What Two Can Do

Bilingual Benefits through Pre-Texts

by | Apr 1, 2020

The majority of the world’s population speaks more than one language. That means, normally, that people communicate through two or more codes to construct complex world views. To think in different grammatical systems is an advantage when it comes to negotiating among people with a variety of world views.

My parents, who immigrated from Eastern Europe to New York City, for example, spoke quite a few languages. This may be astounding for most Americans, north and south. In fact, people would correct them, as if they had wanted to say that English was their “second language” rather than the seventh. But for East Europeans, or West Africans, multilingualism is the norm. Though the concept of a universal “deep grammar,” made popular by linguist Noam Chomsky, argues for the basic coherence of language systems (and by extension the universality of the human condition), difference matters culturally and politically. It is one thing to say “I like you,” and another to say “Me gustas” [You please me.] The English version puts me in the center of the sentence. In Spanish, I humbly occupy the position of object who responds to you, the subject.

Accents matter too. Some enjoy higher status than others, and part of bilingual education should be to cultivate a taste for the range of accents. An underdeveloped taste for difference can have murderous consequences. Think, for example, of the racist massacre ordered by Trujillo in 1937. Racism against Haitians at the Dominican border wasn’t a matter of color but of pronunciation. This is often the case. “Say ‘perejil’” was the order that identified who would live and who would die because Haitians pronounced the word one way, and Dominicans another. This was a linguistic border between life and death; the geographical border is a river now known as El masacre.

**EXERCISE**
Can you continue the essay above on bilingual benefits, starting right after its final sentence?

Rows from a data collection:

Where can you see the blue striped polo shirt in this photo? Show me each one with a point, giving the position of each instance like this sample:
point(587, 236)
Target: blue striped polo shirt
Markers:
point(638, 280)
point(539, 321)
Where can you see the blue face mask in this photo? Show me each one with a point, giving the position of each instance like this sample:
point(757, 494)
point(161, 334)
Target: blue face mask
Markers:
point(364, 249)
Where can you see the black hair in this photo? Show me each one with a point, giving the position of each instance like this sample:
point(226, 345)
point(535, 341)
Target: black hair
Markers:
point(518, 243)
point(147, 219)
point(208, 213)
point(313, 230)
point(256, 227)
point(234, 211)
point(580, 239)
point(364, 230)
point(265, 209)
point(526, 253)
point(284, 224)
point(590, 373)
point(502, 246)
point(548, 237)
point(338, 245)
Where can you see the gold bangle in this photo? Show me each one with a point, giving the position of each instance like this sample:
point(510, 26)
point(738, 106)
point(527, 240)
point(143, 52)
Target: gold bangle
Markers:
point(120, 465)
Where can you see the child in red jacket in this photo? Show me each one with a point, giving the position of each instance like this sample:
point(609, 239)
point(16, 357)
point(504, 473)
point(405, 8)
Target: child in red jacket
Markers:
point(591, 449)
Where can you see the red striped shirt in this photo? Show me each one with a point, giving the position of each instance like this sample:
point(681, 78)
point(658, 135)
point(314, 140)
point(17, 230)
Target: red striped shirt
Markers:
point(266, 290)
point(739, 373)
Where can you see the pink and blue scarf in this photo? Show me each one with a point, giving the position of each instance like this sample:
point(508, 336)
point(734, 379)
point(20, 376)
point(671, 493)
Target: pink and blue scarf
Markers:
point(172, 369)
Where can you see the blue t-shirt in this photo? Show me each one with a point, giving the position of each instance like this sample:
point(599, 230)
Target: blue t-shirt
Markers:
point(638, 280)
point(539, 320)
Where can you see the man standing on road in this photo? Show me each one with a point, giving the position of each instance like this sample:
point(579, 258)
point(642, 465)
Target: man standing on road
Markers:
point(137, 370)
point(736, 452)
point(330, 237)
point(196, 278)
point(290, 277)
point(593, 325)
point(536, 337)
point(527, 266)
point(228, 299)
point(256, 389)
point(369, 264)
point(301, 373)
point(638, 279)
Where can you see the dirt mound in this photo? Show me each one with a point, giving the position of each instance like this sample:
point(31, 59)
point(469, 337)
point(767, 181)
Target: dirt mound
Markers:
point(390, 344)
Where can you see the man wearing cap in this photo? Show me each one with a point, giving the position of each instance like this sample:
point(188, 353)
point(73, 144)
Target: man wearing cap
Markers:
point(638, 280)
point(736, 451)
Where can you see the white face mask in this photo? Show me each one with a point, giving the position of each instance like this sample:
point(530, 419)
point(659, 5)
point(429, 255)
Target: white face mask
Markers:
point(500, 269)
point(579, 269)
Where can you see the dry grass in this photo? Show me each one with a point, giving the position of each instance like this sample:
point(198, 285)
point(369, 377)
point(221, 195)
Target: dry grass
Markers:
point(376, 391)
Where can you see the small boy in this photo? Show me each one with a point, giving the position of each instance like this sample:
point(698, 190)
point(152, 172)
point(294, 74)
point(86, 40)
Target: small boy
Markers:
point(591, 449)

**THE OUTPUT**
Bilingual education is, therefore, a political pedagogy, as much for the speakers of several languages as for the monolinguals who come into contact with difference and who can learn to love it through acquired agility and capaciousness. Language classes are therefore more than technical training to communicate what we already know. They are crucial for troubling our confidence in any one code. The difficulties that learners will encounter find compensation in new pleasures from foreign sounds and strangely apt grammatical constructions. These personal and public skills are available from any combination of languages, so that undervalued languages become as pedagogically precious for native speakers as the hegemonic languages they are bound to learn.

In 2009, while bilingual education was still illegal in Massachusetts (banned since 2002 and recently reinstated), Boston’s Assistant Superintendent for English Language Learners, Eileen de los Reyes, responded to demands for Spanish language instruction from mostly Colombian and Salvadoran parents.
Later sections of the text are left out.